-- Page text follows --

The Kindness of Strangers

by Theodore Dalrymple

It is nearly Christmas—or what Google, with its acute sensitivity toward Muslims, Hindus, Jews, Buddhists, Druze, pagans, animists, atheists, agnostics, and others, calls the holiday season—and so, contrary to my natural disposition, I should try to write something heartwarming and cheerful. After all, even the greatest misanthrope and pessimist must admit that this vale of tears we call the world sometimes wears a smile.

In fact, as I age smaller and smaller things please me, whether disproportionately I cannot say (for something to be judged disproportionate there must be a standard of comparison). Perhaps the ease with which I am now pleased is a sign of the involution of old age, with its reduced expectations of what pleasures life can supply, or perhaps a sign of having achieved a degree of wisdom at last. At any rate, a pleasant encounter now stays with me for days. Whereas in the past I was inclined to dwell on the rudeness or unkindness of people, or some humiliation suffered, I now dwell on the opposite.

I was in the Paris Metro recently, for example, on the platform waiting for a train. There were only a few other people and one of them was an accordionist who was about to get on the next train himself to play for the passengers in return for coins. As he was waiting, he played a few chords and looked up. I smiled at him, and he smiled back—aged about 50, he had a very pleasant smile. He came over to me and started to play one of the famous Parisian tunes for accordion. I gave him two euros and he thanked me. Never were two euros better spent: Unlike the music of many buskers, the accordion, simultaneously joyful and melancholy, transforms a ride in the Metro into a real pleasure. He was a very good accordionist, and his pleasure at my donation was my pleasure also.

-- Page text concluded --

-- Work to complete --
In the essay on the kindness of strangers, why does the writer say that no two euros were ever better spent than those given to the accordionist in the Paris Metro? Answer in one to three sentences.

-- Records shown follows --

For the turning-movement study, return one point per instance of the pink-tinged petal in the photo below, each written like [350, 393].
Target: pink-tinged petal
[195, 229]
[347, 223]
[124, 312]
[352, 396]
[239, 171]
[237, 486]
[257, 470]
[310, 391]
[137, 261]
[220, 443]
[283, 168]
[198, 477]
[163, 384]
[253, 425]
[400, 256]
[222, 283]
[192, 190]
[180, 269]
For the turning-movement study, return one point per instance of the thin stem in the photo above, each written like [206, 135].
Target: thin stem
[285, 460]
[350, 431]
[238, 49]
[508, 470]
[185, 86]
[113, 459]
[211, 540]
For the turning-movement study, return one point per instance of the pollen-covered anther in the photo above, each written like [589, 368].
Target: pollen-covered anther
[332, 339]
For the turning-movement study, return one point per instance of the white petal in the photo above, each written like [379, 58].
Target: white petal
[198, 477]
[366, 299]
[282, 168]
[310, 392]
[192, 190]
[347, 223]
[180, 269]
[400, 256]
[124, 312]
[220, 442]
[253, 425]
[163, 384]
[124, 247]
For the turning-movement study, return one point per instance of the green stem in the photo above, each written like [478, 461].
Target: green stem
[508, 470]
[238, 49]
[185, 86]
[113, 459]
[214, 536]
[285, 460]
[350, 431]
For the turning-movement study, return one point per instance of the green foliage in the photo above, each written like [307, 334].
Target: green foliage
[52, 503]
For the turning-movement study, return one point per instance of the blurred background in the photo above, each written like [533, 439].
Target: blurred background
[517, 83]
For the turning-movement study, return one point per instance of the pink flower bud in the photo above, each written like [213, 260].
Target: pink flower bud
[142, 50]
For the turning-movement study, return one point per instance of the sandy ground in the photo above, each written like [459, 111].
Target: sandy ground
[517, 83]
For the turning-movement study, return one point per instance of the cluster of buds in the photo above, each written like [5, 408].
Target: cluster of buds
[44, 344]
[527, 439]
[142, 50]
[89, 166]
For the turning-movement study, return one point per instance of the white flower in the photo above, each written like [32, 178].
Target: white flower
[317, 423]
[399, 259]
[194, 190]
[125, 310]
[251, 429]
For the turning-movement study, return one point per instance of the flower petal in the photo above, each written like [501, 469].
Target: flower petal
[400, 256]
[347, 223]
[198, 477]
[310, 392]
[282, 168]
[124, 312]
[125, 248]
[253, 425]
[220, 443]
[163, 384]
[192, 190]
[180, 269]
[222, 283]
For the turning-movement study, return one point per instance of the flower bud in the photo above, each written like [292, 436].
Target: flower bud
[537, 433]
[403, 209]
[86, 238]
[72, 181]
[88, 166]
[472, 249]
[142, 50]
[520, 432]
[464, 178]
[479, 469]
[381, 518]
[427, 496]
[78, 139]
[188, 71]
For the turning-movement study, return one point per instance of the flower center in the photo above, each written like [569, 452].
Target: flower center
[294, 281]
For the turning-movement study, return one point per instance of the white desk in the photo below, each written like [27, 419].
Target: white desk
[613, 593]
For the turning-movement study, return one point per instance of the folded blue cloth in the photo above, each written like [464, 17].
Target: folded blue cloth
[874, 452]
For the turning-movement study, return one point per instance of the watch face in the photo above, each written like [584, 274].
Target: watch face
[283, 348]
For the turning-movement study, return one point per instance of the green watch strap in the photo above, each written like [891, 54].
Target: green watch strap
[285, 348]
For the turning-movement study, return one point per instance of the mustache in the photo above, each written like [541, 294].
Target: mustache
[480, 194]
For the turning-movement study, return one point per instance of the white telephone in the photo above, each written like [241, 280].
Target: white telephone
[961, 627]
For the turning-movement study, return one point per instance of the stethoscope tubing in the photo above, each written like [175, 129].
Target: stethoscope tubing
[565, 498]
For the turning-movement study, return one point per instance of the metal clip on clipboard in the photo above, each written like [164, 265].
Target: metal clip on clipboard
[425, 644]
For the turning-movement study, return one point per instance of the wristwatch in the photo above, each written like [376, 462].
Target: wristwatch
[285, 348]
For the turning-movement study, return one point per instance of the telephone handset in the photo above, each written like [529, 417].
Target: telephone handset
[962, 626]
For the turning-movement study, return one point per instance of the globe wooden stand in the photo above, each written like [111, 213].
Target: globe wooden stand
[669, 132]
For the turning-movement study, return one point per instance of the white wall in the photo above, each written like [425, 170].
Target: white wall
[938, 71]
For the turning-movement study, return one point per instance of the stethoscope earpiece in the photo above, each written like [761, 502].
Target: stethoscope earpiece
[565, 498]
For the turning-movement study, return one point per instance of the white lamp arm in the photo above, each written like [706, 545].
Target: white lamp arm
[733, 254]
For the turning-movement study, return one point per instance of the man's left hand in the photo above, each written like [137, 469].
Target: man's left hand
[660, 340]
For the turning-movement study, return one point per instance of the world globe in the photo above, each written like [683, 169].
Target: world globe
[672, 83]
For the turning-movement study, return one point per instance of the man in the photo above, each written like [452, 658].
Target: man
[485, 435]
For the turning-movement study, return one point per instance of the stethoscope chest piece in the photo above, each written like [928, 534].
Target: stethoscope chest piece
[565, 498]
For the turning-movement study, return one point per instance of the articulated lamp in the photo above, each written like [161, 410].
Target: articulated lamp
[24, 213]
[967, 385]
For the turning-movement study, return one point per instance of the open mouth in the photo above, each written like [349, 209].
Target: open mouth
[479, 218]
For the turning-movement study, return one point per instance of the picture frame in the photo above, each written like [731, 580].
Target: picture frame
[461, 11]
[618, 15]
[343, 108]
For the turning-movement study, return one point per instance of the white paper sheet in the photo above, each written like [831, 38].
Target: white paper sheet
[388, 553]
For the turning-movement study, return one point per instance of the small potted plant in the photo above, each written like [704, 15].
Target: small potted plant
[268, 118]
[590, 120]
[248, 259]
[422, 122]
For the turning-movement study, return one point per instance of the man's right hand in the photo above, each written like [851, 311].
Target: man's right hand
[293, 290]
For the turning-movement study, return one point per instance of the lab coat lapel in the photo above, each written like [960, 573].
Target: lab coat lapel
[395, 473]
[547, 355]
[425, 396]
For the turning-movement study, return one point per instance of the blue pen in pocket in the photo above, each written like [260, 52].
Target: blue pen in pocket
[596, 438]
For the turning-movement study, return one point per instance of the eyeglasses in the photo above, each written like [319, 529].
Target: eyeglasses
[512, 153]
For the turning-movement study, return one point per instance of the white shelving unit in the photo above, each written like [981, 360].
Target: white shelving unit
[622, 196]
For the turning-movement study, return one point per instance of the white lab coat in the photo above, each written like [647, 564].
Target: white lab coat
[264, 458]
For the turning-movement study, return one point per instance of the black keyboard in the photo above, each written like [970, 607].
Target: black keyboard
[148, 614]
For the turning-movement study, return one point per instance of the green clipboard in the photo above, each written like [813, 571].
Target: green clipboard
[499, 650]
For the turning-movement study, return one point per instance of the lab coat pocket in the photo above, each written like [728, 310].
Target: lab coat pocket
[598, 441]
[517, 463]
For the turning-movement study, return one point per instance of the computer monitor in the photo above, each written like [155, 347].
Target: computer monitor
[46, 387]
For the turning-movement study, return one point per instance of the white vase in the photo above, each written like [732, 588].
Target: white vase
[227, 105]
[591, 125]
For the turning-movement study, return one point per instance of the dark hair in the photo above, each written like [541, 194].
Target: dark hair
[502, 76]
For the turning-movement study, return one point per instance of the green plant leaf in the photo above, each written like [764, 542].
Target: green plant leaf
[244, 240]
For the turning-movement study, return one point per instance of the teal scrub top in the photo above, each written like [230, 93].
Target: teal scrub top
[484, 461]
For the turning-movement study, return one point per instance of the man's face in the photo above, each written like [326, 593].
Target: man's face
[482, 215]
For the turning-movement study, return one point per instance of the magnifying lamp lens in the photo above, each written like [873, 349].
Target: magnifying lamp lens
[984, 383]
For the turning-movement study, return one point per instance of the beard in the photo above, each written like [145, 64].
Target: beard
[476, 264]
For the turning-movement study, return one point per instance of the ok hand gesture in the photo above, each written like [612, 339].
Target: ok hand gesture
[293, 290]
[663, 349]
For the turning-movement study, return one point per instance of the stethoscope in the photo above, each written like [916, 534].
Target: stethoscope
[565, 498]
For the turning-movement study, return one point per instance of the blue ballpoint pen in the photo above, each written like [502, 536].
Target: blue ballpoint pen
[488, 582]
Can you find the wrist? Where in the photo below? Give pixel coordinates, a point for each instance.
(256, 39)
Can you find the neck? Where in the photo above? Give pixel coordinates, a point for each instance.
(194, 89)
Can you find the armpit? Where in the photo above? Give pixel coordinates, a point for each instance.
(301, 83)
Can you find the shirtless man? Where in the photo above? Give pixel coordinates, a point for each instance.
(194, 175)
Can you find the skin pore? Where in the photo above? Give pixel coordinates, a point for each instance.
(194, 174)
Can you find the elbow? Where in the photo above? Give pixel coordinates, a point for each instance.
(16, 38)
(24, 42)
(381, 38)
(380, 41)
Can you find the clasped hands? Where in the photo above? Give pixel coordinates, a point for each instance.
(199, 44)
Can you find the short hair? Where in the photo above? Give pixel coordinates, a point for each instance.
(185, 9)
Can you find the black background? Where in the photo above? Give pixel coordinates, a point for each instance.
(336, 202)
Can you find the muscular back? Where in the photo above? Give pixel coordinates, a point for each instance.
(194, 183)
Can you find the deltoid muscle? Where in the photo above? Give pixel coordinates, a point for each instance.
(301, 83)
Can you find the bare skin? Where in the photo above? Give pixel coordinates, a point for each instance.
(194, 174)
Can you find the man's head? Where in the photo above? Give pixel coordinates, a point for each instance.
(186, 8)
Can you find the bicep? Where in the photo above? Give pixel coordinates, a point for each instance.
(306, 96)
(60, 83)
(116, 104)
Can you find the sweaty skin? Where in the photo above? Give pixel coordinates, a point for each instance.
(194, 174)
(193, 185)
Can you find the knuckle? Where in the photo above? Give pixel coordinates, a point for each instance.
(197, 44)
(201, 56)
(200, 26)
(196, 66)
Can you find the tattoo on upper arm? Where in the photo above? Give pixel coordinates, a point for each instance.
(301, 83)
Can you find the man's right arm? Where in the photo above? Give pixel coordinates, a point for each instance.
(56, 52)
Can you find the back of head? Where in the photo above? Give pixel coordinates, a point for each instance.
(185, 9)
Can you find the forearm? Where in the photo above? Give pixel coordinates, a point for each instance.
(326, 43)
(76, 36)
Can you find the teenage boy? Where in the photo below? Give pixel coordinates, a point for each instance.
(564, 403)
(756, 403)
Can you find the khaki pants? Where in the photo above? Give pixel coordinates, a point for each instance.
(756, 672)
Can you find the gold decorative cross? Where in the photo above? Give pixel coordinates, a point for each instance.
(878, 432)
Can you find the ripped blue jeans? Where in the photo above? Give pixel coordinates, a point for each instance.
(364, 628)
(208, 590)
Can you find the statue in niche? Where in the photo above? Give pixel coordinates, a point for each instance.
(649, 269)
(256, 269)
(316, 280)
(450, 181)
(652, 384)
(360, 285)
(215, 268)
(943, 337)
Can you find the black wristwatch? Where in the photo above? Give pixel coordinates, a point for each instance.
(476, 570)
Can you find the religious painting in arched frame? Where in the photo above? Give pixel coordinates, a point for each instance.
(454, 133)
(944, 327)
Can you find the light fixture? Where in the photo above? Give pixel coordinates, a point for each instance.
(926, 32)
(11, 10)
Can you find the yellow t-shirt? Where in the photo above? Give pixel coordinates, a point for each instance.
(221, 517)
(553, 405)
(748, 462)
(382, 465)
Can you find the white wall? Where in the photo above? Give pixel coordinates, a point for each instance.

-- Records shown concluded --

-- Exercise answer --
Unlike the music of many buskers, the accordion is at once joyful and melancholy, and it turns a ride in the Metro into a real pleasure. The accordionist was also very good, and his pleasure at the donation became the writer's pleasure too.